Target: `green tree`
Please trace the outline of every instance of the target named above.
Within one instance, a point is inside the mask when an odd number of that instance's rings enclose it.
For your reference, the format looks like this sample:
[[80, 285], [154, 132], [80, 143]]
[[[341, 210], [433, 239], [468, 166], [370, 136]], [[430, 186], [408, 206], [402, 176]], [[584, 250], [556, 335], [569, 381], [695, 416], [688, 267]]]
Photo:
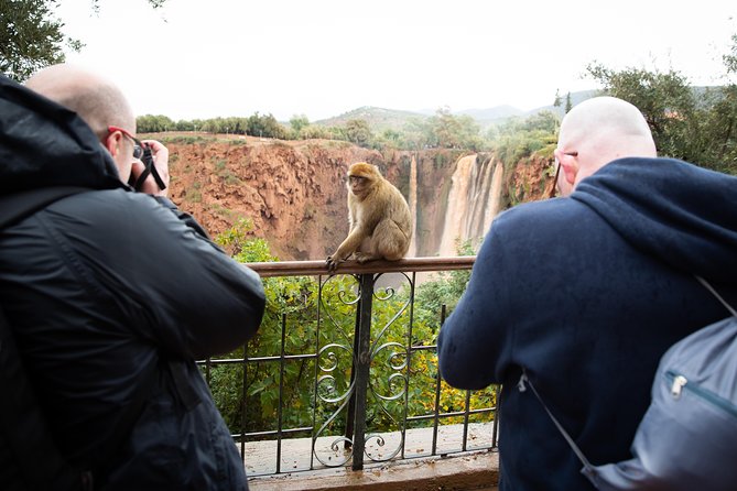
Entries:
[[[727, 75], [737, 68], [737, 35], [724, 56]], [[637, 106], [652, 131], [658, 153], [737, 174], [737, 87], [694, 88], [680, 73], [587, 67], [604, 91]]]
[[64, 46], [82, 44], [64, 35], [52, 11], [57, 0], [0, 1], [0, 72], [18, 81], [44, 66], [64, 61]]
[[302, 129], [310, 126], [310, 119], [305, 114], [294, 114], [292, 116], [292, 119], [289, 120], [289, 123], [295, 137], [299, 137]]
[[[166, 0], [149, 0], [154, 9]], [[0, 73], [24, 81], [34, 72], [64, 62], [64, 47], [84, 44], [64, 34], [53, 11], [59, 0], [0, 0]], [[91, 8], [99, 9], [99, 0]]]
◇ ◇ ◇ ◇
**WORK TO DO:**
Copy out each line in the rows above that contains the word "instance". Case counts, so only lines whose capitalization matches qualify.

**RESULT BELOW:**
Please trace the outline of every instance of the target named above.
Within one instance, a point is inside the mask when an odd number of that instance's rings enclose it.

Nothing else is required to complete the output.